Recent speculation has suggested that deficit hawks in Congress could refuse to appropriate EHR incentive money in the 2012 federal budget. Even though the 2009 American Recovery and Reinvestment Act authorizes a net $27 billion in spending to support EHR adoption through 2017, lawmakers must fund the program each year. But withdrawing the cash would not be simple.

Since Jan. 5, the date the U.S. Department of Health and Human Services first allowed healthcare providers to register for incentive money, the federal government has had a legal liability to move forward with plans to pay bonuses for EHR MU, said David Roberts, VP of government relations for the Healthcare Information and Management Systems Society (HIMSS).

"Now that the funding is flowing, this is an entitlement program, and it is next to impossible for anyone on Capitol Hill to stop this from going forward," Roberts said Wednesday in Ojai, Calif., at the 20th annual Physician-Computer Connection, the annual conference of the Association of Medical Directors of Information Systems (AMDIS).

That statement may have calmed a lot of nerves. "Probably the No. 1 thing I'm asked is: 'What is the status of this funding?'" Roberts said.

## PROBLEMS AND TASKS
**1)** In the passage on EHR incentive funding, how much net spending does the 2009 American Recovery and Reinvestment Act authorize to support EHR adoption through 2017?
**2)** Pick up the passage on EHR incentive funding after its last sentence and carry it forward.

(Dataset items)
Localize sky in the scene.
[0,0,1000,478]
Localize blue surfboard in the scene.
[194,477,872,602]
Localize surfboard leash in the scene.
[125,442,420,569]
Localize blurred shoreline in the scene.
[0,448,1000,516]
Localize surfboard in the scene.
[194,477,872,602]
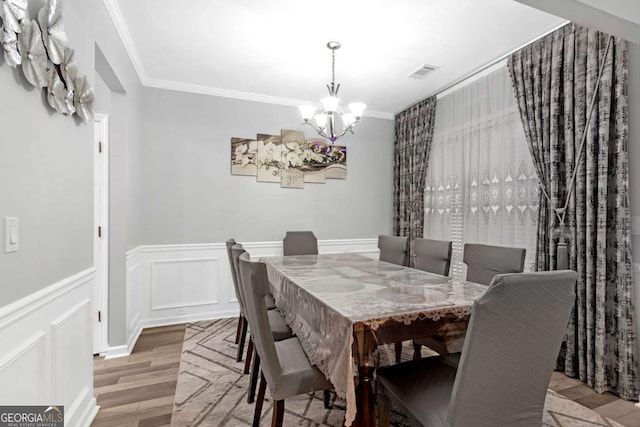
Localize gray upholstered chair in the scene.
[378,235,409,266]
[282,231,318,256]
[395,239,452,363]
[413,243,527,359]
[230,239,285,366]
[225,239,247,362]
[462,243,527,285]
[231,244,293,403]
[377,270,576,427]
[240,253,333,426]
[413,239,451,276]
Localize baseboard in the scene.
[142,310,239,329]
[65,389,100,427]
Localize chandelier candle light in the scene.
[300,41,367,143]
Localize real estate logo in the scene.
[0,406,64,427]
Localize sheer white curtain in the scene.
[424,66,539,278]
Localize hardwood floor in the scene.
[91,325,185,427]
[91,325,640,427]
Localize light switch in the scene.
[4,217,18,252]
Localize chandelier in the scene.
[300,41,367,142]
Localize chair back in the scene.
[462,243,527,285]
[231,243,247,315]
[413,239,452,276]
[448,270,577,427]
[282,231,318,256]
[224,239,243,314]
[378,235,409,266]
[238,252,282,384]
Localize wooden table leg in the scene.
[352,324,377,427]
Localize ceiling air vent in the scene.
[407,64,438,79]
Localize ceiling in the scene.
[104,0,576,118]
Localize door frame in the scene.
[93,113,109,354]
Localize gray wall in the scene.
[143,88,394,244]
[0,65,93,307]
[0,0,141,345]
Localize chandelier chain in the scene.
[331,49,336,86]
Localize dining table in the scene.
[261,253,487,427]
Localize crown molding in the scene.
[144,77,395,120]
[102,0,147,82]
[102,0,395,120]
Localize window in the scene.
[424,66,539,278]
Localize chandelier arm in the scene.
[302,120,330,138]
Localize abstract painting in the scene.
[231,129,347,188]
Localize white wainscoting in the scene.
[122,237,379,357]
[0,268,98,427]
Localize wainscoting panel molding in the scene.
[122,238,379,350]
[0,268,98,427]
[151,257,220,310]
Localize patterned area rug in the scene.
[171,318,621,427]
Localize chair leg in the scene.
[396,342,402,363]
[413,343,422,360]
[247,352,260,403]
[271,400,284,427]
[376,389,391,427]
[240,335,254,374]
[324,390,333,409]
[253,374,267,427]
[236,314,244,344]
[236,316,245,362]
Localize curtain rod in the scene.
[394,21,571,115]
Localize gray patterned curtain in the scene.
[509,24,639,400]
[393,96,436,241]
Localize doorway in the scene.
[93,113,109,354]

## ANSWER SECTION
**1)** A net $27 billion.

**2)**
While it is possible to roll back an entitlement program--Medicare itself is a prime example--it is more than a matter of stripping a line item from an appropriations bill, according to Roberts. Congress must specifically vote to narrow the scope of or outright kill MU. That, Roberts said, probably will not happen, even in this contentious political climate.

The 112th Congress has introduced at least seven bills that would take away funding for MU, according to the HIMSS executive. "Many people on the Hill still have an idea that this is not a good use of funds," Roberts said. Few who hold this viewpoint are in a position to move legislation through either house of Congress, though.

Roberts noted that one proposal, the Spending Reduction Act of 2011 (H.R. 408), came from the Republican Study Committee, which Roberts called "the most conservative committee in the House." To date, the bill has been referred to 17 different committees and subcommittees, but none has acted on the plan.

One bill to end the EHR incentives made it to the House floor, but Roberts said that every Republican on the House Appropriations Committee voted against it.

Conversely, there does not appear to be much will to expand MU. Senator Sheldon Whitehouse (D-R.I.) has advanced legislation to open up incentive payments to nonphysician behavioral health professionals, a group conspicuously left out of ARRA. Roberts said Whitehouse sees the bill as a "placeholder" for the next Congress to address because neither Republicans nor the Obama administration would support increased spending before the 2012 presidential election.